# Jobs
a. Using the Ireland–Denmark match report, answer each question below.
(i) Who scored Ireland's goal, and in which minute?
(ii) Which player did the Ireland manager start on the right side of the attack?
(iii) What appeared to end Andreas Cornelius's night, and how far into the match?
b. Transcribe the match report word for word, everything from "Ultimately, though, Age" down to "thrived in Copenhagen.".

# Provided passage
+ + + + + + +
Ireland’s Euro 2020 vision obscured by Denmark
McCarthy's side fail to qualify for Euro 2020 automatically and will now enter the play-offs
Martin Braithwaite of Denmark scores against Ireland at the Aviva Stadium. Photograph: Catherine Ivill/Getty Images
A decade to the day after Thierry Henry and now we have to deal with this. By 2029 a glance at the record books might suggest it was just one more of those draws against the Danes but this game was different.
There was none of the injustice of that night in Paris, but there were shades of most everything else. And if Ireland can perform like this in the play-offs come March, they have every reason to believe they can play a bigger part in next summer’s European Championships than simply hosting somebody else’s party.
At the end, you could feel the pain of the players out on the pitch from the stands. Having gone a goal behind late on, they chased things and equalised. There could easily have been another and there was even the sense through the final minutes that Denmark, for once, were the ones hanging on.
Ultimately, though, Age Hareide’s side had enough about them to see the game out and despite Matt Doherty’s 85th minute goal and the increasingly desperate efforts of the other Irish players, it is they and the Swiss who go directly to the finals. For Mick McCarthy, the consolation will be that his side will not face one as good as either of this group’s top two sides in the spring.
By starting Alan Browne on the right side of Ireland’s attack, the Ireland manager had played his cards cautiously to start with. But bar a couple of short spells through the first half, the selection clearly helped to stifle Denmark’s progress down a flank where they had thrived in Copenhagen.
Overall, the balance of the home team looked better than it had through any of the other group games and there were certainly spells in the second half when they looked the more likely side to win.
After the all action start we have become accustomed to, there was a moment almost precisely midway through the first half when it seemed that normal service was being resumed. It started, as these things sometimes do, with James McClean giving the ball away after which the Danes attacked. Enda Stevens intervened to push the ball back to Darren Randolph who cleared and suddenly it was apparent that a huge space had opened up between David McGoldrick and his midfielder. The visitors simply picked up possession and got started on their next build up.
This, it seemed, might be the start of the rest of the night.
For once, though, the home side managed to quickly wrestle back some control over the proceedings. They were helped to a huge extent by the fact that they completely bullied their opponents in and around their own area for all but a few critical seconds.
Andreas Cornelius was apparently started to counter the physical strength of Shane Duffy but it turned out he was no match for Doherty or John Egan, although it was a random hamstring that appeared to end his night half an hour in. By then Thomas Delaney had already departed after having gone over awkwardly on his ankle under early pressure from Browne. The dose of Danish misfortune can hardly have been central to McCarthy’s game plan but it is hard to imagine he was grumbling on the sidelines.
There were occasions when the press exerted by his players simply wasn’t good enough and the visitors tended to play their way out from the back a little more comfortably than their hosts had early on. But there were decent stretches when the intensity of the Irish approach was undeniably impressive and times, too, when Hareide’s men looked distinctly rattled. When Kasper Schmeichel put Jens Stryger Larsen under pressure late in the first half and the full back just hoofed the ball straight out of play, the ironic cheers might have been captioned for the Danish audience back at home: “Now you know how it feels”.
+ + + + + + +
# Recorded data
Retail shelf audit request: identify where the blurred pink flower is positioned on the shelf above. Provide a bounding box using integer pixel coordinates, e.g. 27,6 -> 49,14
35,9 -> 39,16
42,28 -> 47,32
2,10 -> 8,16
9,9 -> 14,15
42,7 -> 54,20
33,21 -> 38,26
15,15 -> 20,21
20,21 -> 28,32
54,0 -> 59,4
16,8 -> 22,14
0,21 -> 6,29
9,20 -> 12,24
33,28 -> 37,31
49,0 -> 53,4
+ + + + + + +
# Response list
a.
(i) Matt Doherty, in the 85th minute.
(ii) Alan Browne.
(iii) A hamstring, half an hour in.

b.
Ultimately, though, Age Hareide’s side had enough about them to see the game out and despite Matt Doherty’s 85th minute goal and the increasingly desperate efforts of the other Irish players, it is they and the Swiss who go directly to the finals. For Mick McCarthy, the consolation will be that his side will not face one as good as either of this group’s top two sides in the spring.
By starting Alan Browne on the right side of Ireland’s attack, the Ireland manager had played his cards cautiously to start with. But bar a couple of short spells through the first half, the selection clearly helped to stifle Denmark’s progress down a flank where they had thrived in Copenhagen.